● **GIVEN INFORMATION**
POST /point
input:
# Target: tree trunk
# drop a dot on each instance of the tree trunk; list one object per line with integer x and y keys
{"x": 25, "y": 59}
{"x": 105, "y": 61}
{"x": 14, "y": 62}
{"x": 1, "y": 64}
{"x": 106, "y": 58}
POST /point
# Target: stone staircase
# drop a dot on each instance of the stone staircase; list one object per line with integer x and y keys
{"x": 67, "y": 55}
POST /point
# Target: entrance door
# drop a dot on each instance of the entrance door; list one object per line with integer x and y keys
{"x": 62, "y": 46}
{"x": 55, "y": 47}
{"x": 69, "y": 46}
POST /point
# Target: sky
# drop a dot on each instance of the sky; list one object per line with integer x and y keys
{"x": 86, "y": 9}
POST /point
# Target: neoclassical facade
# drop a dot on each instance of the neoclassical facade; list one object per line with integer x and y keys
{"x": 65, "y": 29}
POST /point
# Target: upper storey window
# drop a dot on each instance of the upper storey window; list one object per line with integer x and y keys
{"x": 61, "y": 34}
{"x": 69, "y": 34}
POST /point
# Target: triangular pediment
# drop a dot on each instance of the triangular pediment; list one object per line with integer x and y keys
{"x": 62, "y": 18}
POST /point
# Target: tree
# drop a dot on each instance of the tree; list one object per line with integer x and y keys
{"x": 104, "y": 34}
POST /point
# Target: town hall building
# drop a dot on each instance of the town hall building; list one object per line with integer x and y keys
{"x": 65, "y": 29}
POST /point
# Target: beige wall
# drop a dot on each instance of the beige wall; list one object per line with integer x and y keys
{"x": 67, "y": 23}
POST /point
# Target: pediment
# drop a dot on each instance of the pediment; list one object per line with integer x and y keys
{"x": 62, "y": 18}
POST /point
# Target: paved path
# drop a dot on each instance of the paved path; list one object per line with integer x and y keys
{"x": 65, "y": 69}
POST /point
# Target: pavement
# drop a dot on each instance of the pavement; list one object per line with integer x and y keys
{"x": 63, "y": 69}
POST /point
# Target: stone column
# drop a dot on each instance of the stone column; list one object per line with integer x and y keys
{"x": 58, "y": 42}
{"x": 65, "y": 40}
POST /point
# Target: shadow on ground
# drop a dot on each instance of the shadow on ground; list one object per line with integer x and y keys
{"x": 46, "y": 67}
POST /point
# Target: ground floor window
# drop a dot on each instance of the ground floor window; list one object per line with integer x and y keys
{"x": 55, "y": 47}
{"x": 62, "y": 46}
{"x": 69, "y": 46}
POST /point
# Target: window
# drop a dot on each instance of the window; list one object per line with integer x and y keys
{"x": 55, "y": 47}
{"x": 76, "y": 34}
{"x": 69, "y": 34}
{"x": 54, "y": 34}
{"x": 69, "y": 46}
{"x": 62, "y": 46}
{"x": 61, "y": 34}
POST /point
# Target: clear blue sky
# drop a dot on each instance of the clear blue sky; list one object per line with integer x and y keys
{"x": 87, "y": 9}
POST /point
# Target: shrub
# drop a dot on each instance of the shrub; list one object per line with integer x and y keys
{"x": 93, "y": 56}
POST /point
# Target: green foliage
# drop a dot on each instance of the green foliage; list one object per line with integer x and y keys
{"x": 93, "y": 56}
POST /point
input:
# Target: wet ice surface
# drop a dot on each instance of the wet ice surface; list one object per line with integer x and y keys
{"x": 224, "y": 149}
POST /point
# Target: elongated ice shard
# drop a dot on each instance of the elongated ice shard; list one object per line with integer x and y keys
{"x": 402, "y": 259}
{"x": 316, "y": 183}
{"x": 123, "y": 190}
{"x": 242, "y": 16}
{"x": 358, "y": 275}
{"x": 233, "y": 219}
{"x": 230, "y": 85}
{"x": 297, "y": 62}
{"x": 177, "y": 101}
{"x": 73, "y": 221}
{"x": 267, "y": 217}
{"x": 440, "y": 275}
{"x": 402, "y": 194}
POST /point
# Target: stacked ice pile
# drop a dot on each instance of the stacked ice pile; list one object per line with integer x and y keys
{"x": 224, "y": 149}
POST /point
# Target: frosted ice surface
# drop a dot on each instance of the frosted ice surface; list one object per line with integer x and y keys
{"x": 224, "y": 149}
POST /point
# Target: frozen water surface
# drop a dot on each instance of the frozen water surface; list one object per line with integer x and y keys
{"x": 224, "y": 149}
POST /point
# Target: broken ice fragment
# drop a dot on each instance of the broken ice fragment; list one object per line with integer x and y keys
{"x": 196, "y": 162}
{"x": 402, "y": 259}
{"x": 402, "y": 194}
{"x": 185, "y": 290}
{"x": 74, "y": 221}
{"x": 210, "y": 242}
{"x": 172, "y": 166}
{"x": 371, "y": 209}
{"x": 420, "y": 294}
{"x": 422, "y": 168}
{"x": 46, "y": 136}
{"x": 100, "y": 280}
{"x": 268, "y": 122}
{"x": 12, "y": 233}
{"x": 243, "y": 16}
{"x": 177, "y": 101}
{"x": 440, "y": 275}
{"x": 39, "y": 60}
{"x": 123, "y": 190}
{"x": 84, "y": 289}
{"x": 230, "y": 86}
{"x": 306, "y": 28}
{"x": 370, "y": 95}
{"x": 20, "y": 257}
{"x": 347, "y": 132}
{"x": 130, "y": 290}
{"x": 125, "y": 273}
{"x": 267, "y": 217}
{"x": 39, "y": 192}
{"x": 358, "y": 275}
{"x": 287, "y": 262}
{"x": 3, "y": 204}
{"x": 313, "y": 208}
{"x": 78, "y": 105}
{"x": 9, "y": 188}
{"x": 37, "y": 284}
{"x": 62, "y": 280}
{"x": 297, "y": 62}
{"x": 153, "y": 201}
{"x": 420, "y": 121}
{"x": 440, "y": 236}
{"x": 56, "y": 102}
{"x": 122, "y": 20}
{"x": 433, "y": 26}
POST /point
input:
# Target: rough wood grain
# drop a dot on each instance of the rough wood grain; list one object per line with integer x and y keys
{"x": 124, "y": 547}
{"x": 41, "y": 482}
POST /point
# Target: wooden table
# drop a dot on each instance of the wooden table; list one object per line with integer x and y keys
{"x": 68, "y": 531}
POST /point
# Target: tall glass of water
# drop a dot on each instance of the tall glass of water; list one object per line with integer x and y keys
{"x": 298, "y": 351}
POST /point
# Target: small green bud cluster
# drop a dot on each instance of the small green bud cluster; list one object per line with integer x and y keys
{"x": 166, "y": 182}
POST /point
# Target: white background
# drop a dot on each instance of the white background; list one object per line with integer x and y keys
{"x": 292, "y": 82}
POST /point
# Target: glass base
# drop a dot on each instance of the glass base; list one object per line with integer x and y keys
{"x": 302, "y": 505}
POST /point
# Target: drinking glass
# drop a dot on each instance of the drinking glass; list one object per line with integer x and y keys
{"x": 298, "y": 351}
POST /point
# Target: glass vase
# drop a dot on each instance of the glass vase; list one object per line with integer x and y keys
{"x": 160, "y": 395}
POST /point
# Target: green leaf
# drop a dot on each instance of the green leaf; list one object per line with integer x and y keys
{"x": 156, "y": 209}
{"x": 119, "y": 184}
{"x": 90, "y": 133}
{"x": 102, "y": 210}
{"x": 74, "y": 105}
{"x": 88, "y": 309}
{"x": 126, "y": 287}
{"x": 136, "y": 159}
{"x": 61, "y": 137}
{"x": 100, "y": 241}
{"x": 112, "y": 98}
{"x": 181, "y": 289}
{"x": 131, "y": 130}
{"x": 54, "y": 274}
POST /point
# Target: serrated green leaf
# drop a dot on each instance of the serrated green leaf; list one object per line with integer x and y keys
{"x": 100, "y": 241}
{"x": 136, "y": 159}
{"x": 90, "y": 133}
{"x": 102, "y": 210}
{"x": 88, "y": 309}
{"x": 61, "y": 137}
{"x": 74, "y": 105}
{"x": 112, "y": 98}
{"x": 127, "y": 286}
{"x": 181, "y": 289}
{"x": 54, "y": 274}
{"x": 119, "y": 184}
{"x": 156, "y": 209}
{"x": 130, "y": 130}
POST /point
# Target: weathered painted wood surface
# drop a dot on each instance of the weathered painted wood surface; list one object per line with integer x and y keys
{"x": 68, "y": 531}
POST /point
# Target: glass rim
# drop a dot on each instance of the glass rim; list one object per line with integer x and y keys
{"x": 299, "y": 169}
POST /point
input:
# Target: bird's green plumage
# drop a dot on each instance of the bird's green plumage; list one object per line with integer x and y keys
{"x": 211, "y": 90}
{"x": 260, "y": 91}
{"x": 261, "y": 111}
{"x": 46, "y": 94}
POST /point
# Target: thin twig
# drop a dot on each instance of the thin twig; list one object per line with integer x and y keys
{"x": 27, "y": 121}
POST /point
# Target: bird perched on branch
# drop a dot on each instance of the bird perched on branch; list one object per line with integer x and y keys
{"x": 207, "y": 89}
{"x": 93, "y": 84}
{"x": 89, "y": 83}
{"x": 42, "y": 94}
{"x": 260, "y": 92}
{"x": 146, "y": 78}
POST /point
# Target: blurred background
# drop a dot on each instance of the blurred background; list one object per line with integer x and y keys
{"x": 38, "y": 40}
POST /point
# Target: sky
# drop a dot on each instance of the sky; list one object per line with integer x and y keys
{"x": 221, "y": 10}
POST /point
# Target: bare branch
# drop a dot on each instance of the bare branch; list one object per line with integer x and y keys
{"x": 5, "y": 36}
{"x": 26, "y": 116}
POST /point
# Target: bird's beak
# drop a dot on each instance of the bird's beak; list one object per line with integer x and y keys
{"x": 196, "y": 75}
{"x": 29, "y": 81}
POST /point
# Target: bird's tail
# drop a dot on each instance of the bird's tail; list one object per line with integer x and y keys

● **YOUR ASSIGNMENT**
Return all lines of the material that have "tail" in them.

● **EXERCISE RESULT**
# Target: bird's tail
# drop a dot on each instance of the bird's tail; list one object per line with integer x and y keys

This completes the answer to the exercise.